> _WHAT TO WORK ON_
Scan the records for "rough" and copy each line that contains it.

> _DATA SHOWN_

* * * * * * *

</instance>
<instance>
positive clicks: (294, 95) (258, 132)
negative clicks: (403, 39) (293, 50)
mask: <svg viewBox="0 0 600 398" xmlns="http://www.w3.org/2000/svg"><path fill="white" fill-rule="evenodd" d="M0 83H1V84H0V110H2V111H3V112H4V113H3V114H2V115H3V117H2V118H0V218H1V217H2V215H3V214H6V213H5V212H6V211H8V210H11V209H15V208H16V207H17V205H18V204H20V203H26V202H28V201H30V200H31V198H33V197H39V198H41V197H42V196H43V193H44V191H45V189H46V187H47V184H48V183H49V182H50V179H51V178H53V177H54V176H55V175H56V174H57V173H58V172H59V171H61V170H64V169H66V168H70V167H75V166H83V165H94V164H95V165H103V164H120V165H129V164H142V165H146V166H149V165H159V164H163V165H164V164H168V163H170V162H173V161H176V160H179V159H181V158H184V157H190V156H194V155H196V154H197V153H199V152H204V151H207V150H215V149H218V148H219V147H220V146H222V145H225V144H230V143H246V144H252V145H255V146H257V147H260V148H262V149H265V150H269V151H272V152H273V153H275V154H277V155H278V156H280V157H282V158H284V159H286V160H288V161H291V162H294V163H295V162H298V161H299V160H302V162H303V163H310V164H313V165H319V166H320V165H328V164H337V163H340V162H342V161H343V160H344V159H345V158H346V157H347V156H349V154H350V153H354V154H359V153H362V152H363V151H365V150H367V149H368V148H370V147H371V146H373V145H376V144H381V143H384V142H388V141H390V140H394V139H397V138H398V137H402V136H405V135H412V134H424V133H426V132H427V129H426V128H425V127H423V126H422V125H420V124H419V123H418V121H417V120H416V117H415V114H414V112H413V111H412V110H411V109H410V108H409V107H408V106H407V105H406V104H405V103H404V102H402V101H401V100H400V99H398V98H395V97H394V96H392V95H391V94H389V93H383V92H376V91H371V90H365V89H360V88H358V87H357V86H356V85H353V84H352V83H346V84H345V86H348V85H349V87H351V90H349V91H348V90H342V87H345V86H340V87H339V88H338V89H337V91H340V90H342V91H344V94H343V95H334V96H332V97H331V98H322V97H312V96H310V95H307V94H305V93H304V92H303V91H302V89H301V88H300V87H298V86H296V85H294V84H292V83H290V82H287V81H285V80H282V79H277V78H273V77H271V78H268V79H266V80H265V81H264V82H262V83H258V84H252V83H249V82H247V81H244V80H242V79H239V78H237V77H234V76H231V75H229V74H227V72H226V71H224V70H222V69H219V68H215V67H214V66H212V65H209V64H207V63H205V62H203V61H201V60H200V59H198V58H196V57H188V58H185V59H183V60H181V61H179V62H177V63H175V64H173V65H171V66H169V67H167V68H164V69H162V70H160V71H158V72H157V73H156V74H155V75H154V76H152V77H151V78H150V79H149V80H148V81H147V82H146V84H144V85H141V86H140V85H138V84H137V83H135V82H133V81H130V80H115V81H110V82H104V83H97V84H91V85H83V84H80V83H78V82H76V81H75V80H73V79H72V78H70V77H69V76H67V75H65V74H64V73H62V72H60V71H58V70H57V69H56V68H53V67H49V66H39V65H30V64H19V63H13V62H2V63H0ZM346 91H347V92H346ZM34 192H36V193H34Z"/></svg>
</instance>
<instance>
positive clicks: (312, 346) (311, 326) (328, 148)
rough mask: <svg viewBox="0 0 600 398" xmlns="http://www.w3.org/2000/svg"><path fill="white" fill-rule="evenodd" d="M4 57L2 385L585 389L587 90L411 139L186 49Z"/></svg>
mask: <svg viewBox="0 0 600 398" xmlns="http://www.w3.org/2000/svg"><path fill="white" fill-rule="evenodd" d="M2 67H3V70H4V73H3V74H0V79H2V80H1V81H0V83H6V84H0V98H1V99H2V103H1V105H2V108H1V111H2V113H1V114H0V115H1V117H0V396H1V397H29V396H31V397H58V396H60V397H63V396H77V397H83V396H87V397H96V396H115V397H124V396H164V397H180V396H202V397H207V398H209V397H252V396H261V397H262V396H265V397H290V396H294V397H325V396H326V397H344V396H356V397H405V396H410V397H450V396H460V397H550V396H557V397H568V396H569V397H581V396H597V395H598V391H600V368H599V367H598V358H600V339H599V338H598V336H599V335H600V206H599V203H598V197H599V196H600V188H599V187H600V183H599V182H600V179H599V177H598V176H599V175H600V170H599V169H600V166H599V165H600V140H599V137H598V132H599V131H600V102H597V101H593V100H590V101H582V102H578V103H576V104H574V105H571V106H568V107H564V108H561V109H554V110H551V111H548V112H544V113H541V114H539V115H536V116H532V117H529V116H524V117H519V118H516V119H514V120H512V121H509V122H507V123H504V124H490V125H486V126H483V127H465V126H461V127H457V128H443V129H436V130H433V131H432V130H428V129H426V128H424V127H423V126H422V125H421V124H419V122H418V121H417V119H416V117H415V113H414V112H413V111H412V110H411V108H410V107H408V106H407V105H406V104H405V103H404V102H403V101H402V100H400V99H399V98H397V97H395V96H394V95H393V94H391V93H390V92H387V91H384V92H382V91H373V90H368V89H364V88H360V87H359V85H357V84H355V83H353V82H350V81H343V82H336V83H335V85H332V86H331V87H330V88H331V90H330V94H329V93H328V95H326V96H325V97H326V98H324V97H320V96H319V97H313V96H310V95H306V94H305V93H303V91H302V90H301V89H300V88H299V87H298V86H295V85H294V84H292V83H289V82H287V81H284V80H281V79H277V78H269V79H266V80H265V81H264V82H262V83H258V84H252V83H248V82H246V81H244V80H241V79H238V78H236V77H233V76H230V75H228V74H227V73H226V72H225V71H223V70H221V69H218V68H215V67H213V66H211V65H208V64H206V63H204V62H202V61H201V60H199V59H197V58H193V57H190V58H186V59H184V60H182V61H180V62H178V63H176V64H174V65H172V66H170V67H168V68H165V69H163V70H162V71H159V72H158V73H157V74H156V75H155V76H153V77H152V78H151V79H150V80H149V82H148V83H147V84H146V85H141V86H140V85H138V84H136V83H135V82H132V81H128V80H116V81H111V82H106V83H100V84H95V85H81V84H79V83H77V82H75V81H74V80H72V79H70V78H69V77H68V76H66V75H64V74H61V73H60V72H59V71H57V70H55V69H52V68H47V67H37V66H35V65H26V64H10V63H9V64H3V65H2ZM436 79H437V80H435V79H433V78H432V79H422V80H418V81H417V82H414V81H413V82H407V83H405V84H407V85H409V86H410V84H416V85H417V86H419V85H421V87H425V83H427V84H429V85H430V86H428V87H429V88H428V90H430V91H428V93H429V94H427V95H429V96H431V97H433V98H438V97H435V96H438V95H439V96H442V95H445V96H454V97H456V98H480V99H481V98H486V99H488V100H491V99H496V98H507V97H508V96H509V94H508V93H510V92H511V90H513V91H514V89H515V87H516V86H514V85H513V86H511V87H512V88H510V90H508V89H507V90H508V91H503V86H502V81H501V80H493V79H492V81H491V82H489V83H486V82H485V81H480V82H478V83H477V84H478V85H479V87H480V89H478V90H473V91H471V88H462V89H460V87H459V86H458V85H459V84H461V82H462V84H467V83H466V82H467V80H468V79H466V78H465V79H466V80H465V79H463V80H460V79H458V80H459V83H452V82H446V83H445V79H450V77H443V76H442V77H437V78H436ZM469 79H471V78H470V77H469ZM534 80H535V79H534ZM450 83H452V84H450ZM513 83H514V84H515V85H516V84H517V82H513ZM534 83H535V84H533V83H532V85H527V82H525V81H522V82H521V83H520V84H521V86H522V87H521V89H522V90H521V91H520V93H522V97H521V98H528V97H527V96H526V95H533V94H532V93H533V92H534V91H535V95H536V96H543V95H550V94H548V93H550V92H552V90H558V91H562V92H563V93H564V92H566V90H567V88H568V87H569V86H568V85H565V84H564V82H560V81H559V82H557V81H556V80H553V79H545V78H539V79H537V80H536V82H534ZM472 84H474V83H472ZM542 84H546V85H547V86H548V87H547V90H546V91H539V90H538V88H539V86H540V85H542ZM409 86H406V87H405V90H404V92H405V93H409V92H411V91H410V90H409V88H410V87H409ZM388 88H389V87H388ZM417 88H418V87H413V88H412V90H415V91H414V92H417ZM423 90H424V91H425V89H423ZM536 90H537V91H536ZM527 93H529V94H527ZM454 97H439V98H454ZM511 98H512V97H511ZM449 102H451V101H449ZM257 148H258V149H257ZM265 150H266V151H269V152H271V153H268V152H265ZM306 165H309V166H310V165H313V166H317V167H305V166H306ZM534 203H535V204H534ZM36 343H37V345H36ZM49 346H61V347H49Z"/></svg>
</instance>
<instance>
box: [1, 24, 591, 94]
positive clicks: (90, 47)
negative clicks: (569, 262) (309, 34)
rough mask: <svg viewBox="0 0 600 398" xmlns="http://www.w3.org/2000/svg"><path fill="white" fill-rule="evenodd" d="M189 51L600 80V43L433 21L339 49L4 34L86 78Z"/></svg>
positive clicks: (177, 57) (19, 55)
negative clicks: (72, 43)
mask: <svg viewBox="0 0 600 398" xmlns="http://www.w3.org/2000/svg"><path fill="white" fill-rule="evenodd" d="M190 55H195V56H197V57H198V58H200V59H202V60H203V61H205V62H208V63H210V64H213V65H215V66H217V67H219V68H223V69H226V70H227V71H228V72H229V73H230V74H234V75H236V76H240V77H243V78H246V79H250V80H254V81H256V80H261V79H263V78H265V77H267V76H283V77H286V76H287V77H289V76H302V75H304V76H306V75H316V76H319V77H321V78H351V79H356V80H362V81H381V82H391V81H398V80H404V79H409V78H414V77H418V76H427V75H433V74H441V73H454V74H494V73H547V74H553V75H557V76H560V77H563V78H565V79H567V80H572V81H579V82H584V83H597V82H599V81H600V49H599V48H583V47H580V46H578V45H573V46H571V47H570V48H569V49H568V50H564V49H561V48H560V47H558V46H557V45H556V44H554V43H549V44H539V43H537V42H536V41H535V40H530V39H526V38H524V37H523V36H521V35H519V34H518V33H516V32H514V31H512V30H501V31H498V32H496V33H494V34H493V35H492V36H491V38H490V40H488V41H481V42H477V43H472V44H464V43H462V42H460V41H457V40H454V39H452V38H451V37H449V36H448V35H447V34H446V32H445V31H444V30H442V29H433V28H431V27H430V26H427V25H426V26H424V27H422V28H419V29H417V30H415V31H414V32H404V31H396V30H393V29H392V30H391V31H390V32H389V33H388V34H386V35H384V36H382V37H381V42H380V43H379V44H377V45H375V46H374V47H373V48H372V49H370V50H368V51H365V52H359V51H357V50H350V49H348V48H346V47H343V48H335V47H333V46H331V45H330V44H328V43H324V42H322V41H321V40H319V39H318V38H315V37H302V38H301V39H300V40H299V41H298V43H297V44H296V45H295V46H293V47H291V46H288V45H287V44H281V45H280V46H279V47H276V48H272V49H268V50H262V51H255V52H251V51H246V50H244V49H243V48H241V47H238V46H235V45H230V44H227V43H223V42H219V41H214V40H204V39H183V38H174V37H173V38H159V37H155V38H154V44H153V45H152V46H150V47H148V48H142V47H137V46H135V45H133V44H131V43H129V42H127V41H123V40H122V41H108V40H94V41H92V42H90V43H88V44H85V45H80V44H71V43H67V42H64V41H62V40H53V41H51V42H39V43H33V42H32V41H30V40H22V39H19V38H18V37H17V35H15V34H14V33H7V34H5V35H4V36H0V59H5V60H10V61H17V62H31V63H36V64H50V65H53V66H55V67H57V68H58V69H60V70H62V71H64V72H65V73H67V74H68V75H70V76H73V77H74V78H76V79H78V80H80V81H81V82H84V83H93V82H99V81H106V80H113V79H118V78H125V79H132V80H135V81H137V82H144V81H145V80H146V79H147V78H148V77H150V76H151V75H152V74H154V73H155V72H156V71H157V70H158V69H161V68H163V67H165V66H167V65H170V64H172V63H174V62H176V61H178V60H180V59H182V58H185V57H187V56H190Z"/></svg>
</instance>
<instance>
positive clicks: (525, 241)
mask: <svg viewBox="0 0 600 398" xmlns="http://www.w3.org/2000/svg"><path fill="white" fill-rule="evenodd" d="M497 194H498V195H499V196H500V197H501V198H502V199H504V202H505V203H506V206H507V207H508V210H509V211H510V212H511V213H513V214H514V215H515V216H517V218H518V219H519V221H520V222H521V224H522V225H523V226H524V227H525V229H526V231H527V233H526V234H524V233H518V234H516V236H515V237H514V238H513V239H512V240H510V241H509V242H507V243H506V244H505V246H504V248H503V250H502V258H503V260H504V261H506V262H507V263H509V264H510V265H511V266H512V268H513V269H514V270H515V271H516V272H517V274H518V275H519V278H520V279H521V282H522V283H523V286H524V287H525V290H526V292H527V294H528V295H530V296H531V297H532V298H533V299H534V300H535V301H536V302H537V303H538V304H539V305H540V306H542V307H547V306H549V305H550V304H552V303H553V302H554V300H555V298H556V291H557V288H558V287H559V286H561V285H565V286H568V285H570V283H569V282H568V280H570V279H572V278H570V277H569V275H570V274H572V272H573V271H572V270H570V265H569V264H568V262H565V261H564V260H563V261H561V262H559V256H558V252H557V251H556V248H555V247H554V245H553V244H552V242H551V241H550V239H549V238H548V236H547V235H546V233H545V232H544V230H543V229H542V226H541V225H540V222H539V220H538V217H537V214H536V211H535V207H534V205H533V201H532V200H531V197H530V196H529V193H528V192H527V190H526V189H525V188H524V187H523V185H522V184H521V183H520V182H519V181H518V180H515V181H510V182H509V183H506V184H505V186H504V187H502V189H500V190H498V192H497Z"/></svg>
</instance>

* * * * * * *

> _EXERCISE RESULT_
rough mask: <svg viewBox="0 0 600 398" xmlns="http://www.w3.org/2000/svg"><path fill="white" fill-rule="evenodd" d="M4 57L2 385L585 389L587 90L411 139L186 49Z"/></svg>
rough mask: <svg viewBox="0 0 600 398" xmlns="http://www.w3.org/2000/svg"><path fill="white" fill-rule="evenodd" d="M189 51L600 80V43L433 21L339 49L4 34L86 78Z"/></svg>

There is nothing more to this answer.